### Position annotation records
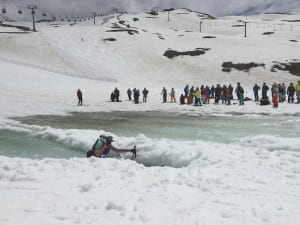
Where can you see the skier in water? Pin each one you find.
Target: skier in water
(129, 92)
(79, 96)
(103, 145)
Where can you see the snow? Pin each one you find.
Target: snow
(213, 183)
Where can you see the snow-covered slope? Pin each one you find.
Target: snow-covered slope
(254, 180)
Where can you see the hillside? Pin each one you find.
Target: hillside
(142, 50)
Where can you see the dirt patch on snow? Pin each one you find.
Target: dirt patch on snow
(208, 37)
(23, 28)
(291, 67)
(109, 39)
(228, 66)
(172, 53)
(268, 33)
(291, 21)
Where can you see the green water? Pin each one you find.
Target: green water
(13, 144)
(156, 125)
(169, 125)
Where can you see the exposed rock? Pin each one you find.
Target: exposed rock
(228, 66)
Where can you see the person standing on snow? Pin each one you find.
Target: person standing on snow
(264, 91)
(129, 92)
(291, 92)
(164, 94)
(186, 90)
(298, 91)
(283, 92)
(275, 95)
(145, 95)
(173, 99)
(229, 94)
(117, 94)
(136, 95)
(79, 96)
(197, 95)
(256, 88)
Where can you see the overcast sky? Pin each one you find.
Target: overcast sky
(213, 7)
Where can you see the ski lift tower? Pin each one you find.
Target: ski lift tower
(33, 8)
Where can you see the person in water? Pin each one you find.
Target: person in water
(102, 147)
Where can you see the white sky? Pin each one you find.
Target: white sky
(214, 7)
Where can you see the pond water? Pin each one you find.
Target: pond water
(70, 136)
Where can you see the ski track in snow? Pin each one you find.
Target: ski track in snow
(238, 183)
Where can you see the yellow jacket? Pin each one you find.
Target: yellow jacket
(197, 94)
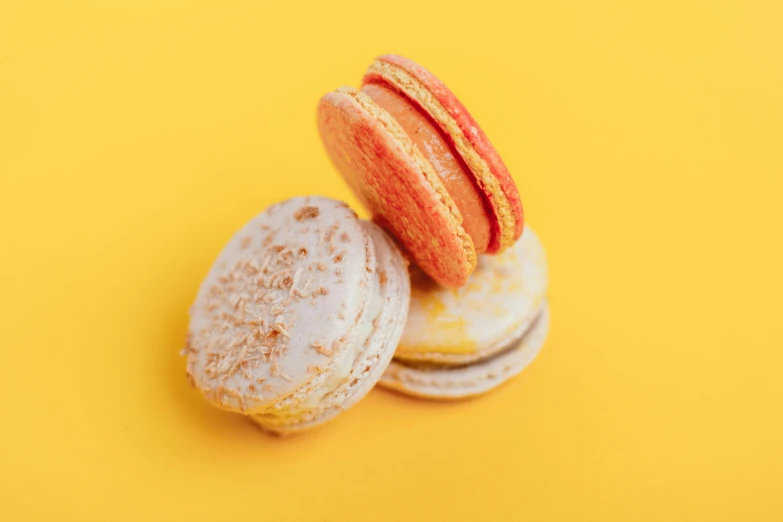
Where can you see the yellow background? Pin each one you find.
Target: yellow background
(646, 141)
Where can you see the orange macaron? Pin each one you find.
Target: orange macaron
(423, 168)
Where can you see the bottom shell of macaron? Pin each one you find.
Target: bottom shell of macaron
(436, 381)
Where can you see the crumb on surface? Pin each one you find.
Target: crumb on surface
(306, 213)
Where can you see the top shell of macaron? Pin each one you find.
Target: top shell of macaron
(279, 304)
(503, 296)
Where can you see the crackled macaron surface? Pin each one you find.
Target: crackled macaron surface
(434, 381)
(497, 306)
(296, 314)
(419, 162)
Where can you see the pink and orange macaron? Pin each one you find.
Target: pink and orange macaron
(423, 167)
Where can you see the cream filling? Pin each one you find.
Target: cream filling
(343, 367)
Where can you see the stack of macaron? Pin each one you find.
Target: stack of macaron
(304, 309)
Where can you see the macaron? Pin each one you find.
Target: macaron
(422, 166)
(466, 341)
(299, 315)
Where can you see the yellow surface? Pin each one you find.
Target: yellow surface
(646, 138)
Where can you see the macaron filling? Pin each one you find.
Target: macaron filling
(341, 369)
(436, 147)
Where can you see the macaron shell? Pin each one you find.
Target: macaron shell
(393, 282)
(459, 382)
(394, 181)
(280, 299)
(499, 302)
(423, 88)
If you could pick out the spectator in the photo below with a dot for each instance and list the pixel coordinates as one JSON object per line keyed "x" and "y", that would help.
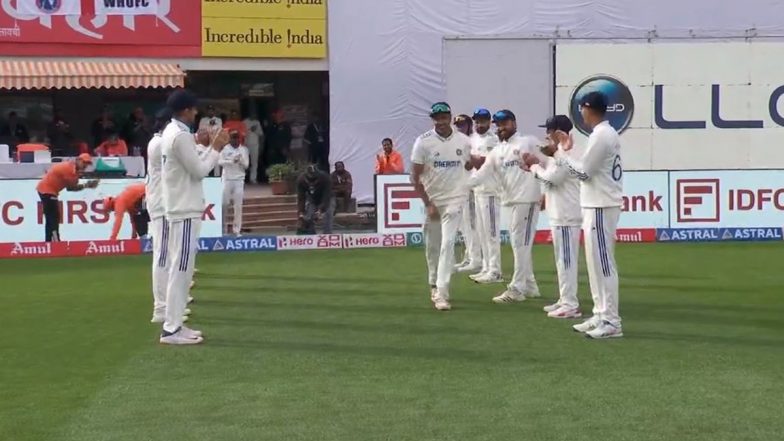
{"x": 13, "y": 128}
{"x": 234, "y": 123}
{"x": 254, "y": 139}
{"x": 61, "y": 141}
{"x": 210, "y": 122}
{"x": 103, "y": 126}
{"x": 390, "y": 162}
{"x": 342, "y": 186}
{"x": 317, "y": 142}
{"x": 315, "y": 200}
{"x": 113, "y": 146}
{"x": 278, "y": 140}
{"x": 137, "y": 132}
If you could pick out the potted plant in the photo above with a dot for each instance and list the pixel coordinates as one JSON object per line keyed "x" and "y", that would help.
{"x": 278, "y": 175}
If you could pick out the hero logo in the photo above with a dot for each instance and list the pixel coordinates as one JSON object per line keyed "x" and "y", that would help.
{"x": 716, "y": 119}
{"x": 21, "y": 249}
{"x": 374, "y": 240}
{"x": 697, "y": 200}
{"x": 620, "y": 103}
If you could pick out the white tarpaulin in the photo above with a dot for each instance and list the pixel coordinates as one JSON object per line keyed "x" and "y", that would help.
{"x": 126, "y": 7}
{"x": 386, "y": 56}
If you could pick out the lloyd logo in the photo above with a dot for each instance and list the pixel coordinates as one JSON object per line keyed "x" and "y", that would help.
{"x": 716, "y": 118}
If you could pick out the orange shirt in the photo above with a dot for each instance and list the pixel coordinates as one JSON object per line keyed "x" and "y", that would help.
{"x": 126, "y": 202}
{"x": 389, "y": 165}
{"x": 59, "y": 177}
{"x": 106, "y": 148}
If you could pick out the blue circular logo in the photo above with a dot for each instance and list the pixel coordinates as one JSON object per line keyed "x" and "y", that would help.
{"x": 620, "y": 104}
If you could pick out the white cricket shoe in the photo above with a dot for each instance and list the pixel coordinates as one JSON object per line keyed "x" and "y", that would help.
{"x": 470, "y": 267}
{"x": 442, "y": 304}
{"x": 533, "y": 294}
{"x": 190, "y": 333}
{"x": 509, "y": 296}
{"x": 565, "y": 312}
{"x": 605, "y": 330}
{"x": 179, "y": 338}
{"x": 440, "y": 299}
{"x": 551, "y": 308}
{"x": 587, "y": 325}
{"x": 477, "y": 275}
{"x": 490, "y": 278}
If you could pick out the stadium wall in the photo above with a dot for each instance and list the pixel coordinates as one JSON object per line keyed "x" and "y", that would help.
{"x": 386, "y": 69}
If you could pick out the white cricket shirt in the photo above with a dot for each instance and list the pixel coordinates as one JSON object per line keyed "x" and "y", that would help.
{"x": 183, "y": 171}
{"x": 599, "y": 169}
{"x": 234, "y": 171}
{"x": 517, "y": 186}
{"x": 445, "y": 178}
{"x": 561, "y": 192}
{"x": 482, "y": 145}
{"x": 153, "y": 191}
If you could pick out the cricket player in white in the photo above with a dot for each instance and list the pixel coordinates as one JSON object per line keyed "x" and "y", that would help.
{"x": 562, "y": 202}
{"x": 472, "y": 258}
{"x": 520, "y": 193}
{"x": 600, "y": 171}
{"x": 234, "y": 159}
{"x": 488, "y": 207}
{"x": 441, "y": 160}
{"x": 160, "y": 228}
{"x": 183, "y": 201}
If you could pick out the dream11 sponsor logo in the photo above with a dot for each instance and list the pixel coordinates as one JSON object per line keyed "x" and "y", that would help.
{"x": 620, "y": 103}
{"x": 716, "y": 119}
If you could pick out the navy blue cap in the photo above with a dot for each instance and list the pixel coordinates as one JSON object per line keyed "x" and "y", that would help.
{"x": 594, "y": 100}
{"x": 558, "y": 122}
{"x": 180, "y": 100}
{"x": 503, "y": 115}
{"x": 440, "y": 107}
{"x": 482, "y": 113}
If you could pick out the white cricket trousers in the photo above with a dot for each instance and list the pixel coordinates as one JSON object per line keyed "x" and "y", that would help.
{"x": 182, "y": 247}
{"x": 160, "y": 276}
{"x": 468, "y": 227}
{"x": 566, "y": 248}
{"x": 440, "y": 236}
{"x": 523, "y": 231}
{"x": 488, "y": 214}
{"x": 599, "y": 225}
{"x": 233, "y": 193}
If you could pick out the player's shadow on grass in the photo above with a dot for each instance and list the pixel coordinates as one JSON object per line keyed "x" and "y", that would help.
{"x": 711, "y": 339}
{"x": 304, "y": 278}
{"x": 428, "y": 353}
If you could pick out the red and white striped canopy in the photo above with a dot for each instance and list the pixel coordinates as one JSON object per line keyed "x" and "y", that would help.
{"x": 77, "y": 74}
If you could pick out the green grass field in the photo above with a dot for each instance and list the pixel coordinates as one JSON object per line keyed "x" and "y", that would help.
{"x": 345, "y": 346}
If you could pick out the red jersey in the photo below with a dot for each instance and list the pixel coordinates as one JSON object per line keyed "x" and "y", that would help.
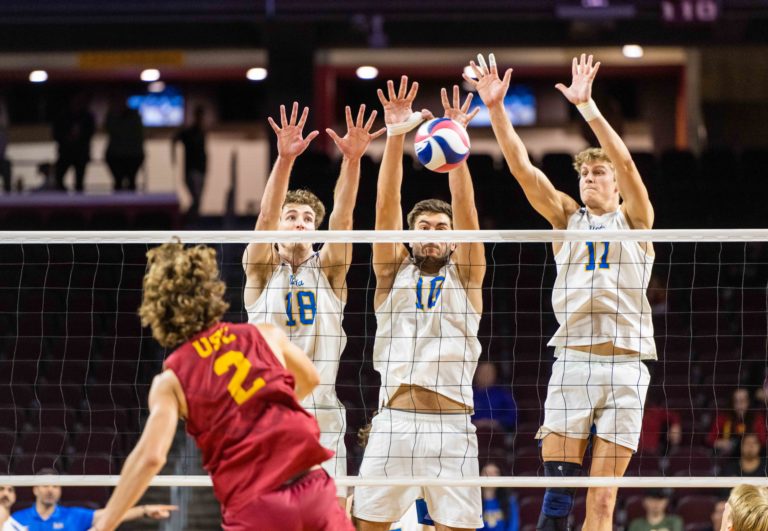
{"x": 243, "y": 413}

### WORK TO DO
Find the line that contains "If you could pick out the player's", then write out that line and every line after it through the end of the records, exactly. Leave the pictures out.

### RESPONSE TO THIS EXERCISE
If you could pick out the player's shadow on grass in the photo above with a dot for each instance and list the pixel coordinates as one JSON object per line keyed "x" and "y", that would help.
{"x": 711, "y": 339}
{"x": 304, "y": 278}
{"x": 428, "y": 353}
If you could pick out the red and white striped canopy in the photo above with a dot for each instance and list the pixel coordinates as one JSON object per line keyed "x" and "y", that would help.
{"x": 77, "y": 74}
If you could pick out the green grass field in the photo above with a dot for each instance and list the pixel coordinates as one JSON object per line keyed "x" and "y", that would help.
{"x": 345, "y": 346}
If you could pick out the red jersey in the photo below with a dot for each instance and list the pixel coordinates as one JSON object per line keyed "x" and "y", that would help.
{"x": 243, "y": 413}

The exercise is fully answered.